→ **Aim of the exercise**: Repeat the data below word for word, starting at the line containing "request = locate the long" and ending at the line containing "top-left (0, 0), bottom-right (626, 350)", both included.

[Start]

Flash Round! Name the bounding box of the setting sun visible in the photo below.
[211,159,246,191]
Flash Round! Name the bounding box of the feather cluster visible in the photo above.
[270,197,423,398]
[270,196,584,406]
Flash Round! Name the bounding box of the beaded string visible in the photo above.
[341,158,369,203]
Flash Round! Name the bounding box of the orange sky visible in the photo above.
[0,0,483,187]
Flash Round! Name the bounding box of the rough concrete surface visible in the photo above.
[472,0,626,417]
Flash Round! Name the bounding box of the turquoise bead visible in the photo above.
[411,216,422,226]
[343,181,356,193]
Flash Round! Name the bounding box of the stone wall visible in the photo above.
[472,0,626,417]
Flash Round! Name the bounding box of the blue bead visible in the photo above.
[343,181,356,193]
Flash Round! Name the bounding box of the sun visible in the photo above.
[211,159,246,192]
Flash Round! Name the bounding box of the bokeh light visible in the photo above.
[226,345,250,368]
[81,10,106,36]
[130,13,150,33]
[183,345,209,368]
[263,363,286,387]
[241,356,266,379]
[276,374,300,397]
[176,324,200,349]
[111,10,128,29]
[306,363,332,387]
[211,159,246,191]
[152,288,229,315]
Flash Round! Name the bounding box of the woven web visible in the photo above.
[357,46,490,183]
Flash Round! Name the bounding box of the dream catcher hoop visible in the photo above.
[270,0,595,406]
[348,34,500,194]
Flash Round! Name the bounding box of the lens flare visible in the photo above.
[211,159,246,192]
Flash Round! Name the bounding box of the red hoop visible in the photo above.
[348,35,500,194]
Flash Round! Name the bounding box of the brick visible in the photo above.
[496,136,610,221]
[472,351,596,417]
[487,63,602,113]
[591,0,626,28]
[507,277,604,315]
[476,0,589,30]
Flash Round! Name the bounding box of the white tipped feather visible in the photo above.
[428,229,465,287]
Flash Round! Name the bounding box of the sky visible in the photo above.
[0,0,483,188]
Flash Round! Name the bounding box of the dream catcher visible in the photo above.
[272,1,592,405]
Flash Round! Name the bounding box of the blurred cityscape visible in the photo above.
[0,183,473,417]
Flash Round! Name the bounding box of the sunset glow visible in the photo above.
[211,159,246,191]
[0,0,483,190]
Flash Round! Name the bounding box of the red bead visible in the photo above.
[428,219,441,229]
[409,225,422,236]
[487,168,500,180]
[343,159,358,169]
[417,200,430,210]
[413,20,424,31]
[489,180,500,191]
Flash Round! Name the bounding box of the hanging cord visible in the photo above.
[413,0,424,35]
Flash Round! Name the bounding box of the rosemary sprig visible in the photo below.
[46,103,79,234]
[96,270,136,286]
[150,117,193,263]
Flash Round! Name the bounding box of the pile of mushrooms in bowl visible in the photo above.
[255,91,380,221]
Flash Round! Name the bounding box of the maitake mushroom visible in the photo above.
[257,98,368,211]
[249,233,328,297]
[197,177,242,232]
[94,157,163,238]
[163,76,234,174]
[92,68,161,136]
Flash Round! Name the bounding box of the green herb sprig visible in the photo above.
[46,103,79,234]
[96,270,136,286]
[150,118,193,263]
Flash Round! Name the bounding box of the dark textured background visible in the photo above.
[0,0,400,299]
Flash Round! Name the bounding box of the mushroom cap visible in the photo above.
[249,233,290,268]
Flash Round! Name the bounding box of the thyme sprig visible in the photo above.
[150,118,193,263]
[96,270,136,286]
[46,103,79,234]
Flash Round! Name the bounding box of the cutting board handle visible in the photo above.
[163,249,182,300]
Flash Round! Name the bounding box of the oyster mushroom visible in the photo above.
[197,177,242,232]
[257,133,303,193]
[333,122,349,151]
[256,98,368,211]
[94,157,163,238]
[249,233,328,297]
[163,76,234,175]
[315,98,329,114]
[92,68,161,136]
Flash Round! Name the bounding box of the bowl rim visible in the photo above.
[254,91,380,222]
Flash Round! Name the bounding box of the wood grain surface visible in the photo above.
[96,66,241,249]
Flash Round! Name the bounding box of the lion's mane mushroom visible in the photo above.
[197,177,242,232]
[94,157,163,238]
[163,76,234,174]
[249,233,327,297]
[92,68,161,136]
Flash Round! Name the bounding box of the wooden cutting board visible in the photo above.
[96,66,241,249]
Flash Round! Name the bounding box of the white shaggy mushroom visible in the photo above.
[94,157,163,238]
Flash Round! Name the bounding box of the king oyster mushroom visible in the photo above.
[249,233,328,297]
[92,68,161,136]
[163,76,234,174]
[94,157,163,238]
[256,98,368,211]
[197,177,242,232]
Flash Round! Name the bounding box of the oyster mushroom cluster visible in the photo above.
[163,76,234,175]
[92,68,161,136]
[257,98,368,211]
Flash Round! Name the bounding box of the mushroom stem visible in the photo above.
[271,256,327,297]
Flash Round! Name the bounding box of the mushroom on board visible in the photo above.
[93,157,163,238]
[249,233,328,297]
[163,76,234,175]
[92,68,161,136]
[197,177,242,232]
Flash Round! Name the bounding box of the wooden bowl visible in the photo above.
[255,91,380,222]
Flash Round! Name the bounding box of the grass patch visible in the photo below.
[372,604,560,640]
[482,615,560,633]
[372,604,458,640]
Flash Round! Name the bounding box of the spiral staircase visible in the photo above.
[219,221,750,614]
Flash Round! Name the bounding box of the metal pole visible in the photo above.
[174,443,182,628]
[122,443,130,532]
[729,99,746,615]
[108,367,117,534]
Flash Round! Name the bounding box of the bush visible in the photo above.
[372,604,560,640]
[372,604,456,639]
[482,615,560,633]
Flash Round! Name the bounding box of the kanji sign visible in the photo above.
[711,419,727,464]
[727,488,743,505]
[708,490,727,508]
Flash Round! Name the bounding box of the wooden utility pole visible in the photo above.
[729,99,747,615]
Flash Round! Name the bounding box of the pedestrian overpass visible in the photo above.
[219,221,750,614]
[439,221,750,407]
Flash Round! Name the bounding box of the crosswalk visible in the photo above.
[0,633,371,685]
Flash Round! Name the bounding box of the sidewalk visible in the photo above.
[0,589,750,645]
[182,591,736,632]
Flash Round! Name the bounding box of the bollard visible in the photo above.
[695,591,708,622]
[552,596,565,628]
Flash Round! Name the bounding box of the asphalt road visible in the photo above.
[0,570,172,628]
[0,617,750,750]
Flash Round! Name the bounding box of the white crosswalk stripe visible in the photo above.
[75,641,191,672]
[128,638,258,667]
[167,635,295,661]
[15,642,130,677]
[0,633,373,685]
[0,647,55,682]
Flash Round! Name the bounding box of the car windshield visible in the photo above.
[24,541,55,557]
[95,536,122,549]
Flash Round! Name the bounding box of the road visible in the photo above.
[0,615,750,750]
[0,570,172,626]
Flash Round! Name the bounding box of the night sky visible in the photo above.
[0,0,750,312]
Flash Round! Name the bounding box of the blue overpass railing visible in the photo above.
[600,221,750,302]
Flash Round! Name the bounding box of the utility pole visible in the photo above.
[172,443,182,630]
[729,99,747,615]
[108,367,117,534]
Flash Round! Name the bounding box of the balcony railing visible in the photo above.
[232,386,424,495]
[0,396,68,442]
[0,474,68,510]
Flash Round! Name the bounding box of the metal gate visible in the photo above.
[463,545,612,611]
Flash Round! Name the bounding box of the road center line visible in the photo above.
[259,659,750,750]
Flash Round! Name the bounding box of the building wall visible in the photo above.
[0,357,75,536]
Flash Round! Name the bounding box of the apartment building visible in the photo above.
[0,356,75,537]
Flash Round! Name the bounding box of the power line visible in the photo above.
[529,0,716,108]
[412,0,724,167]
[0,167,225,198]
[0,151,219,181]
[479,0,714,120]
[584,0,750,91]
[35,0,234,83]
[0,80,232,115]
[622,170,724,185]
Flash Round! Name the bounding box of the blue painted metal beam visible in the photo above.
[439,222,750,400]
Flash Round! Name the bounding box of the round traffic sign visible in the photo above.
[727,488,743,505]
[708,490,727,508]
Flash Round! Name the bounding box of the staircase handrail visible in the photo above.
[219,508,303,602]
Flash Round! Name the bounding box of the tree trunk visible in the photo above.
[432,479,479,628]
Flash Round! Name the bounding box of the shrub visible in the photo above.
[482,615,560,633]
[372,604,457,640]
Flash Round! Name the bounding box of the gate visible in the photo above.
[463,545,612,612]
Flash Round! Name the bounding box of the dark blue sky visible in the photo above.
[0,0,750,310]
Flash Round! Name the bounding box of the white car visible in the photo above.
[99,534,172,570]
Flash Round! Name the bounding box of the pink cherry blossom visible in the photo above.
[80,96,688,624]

[End]
[Start]

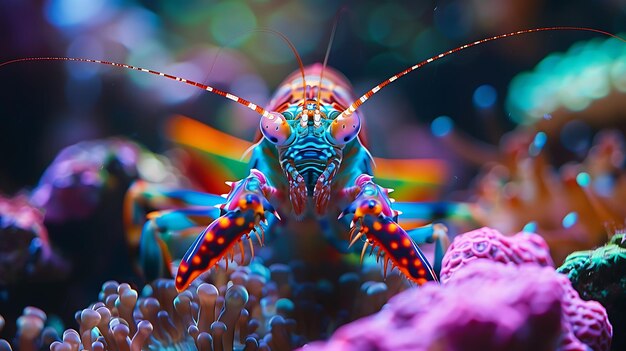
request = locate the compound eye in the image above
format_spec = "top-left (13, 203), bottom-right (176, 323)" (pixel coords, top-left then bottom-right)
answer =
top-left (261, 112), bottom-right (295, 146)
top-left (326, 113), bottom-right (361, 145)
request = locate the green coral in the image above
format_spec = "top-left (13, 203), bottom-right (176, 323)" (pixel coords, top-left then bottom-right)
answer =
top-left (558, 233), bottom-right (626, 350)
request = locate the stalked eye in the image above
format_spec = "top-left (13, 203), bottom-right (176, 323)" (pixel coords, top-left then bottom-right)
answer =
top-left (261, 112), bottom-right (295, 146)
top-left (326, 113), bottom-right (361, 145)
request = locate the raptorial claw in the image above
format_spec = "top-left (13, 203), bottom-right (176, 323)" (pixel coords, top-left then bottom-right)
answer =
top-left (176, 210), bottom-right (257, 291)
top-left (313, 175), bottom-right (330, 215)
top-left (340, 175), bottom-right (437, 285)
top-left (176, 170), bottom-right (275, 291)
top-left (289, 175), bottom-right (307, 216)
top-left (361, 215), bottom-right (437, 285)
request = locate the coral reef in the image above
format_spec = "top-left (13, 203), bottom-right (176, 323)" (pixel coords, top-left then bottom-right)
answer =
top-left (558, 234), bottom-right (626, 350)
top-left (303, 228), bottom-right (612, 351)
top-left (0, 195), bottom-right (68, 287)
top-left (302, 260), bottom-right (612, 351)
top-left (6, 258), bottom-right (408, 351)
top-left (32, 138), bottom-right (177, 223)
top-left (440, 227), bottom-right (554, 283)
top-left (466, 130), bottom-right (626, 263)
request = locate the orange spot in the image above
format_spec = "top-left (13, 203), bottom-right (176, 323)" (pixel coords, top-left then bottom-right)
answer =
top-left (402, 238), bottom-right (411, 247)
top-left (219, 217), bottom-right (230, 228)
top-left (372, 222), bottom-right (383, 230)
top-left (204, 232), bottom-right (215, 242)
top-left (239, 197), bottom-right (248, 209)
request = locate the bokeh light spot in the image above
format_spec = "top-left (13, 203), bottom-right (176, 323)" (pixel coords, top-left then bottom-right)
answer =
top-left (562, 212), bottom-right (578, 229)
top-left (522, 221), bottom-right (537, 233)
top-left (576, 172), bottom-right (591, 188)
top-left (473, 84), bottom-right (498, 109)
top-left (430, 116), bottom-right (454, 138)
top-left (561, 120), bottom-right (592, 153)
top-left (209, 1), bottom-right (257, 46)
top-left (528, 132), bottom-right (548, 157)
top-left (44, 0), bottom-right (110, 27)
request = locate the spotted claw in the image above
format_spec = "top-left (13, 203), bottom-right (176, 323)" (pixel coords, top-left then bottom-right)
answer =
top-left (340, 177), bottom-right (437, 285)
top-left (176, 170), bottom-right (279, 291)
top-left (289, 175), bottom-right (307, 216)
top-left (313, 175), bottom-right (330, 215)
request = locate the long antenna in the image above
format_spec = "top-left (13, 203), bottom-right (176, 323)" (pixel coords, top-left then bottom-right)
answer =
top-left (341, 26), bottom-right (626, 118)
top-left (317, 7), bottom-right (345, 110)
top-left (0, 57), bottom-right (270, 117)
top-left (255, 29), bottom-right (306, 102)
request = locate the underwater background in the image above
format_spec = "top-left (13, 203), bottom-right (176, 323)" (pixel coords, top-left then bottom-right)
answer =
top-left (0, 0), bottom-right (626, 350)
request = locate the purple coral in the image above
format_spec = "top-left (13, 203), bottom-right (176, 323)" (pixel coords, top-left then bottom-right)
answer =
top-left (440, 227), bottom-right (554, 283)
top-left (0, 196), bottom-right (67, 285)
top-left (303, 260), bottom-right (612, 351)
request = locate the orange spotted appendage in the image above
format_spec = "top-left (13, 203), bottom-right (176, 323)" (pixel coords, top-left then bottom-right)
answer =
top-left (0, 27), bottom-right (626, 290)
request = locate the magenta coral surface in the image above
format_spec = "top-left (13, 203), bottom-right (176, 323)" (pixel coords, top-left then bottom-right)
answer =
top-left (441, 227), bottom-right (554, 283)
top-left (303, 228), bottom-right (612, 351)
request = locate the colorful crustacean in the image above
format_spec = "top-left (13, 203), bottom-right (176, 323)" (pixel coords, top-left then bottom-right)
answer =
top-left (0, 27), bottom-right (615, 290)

[End]

→ **In response**:
request = locate the long antenna in the image above
format_spec = "top-left (13, 203), bottom-right (176, 323)" (pixel coords, top-left then bottom-right)
answer =
top-left (341, 26), bottom-right (626, 118)
top-left (317, 7), bottom-right (345, 110)
top-left (0, 57), bottom-right (270, 117)
top-left (255, 29), bottom-right (306, 102)
request = locate the underwater background in the image above
format_spec = "top-left (13, 203), bottom-right (176, 323)" (pixel coords, top-left then bottom-right)
answer =
top-left (0, 0), bottom-right (626, 350)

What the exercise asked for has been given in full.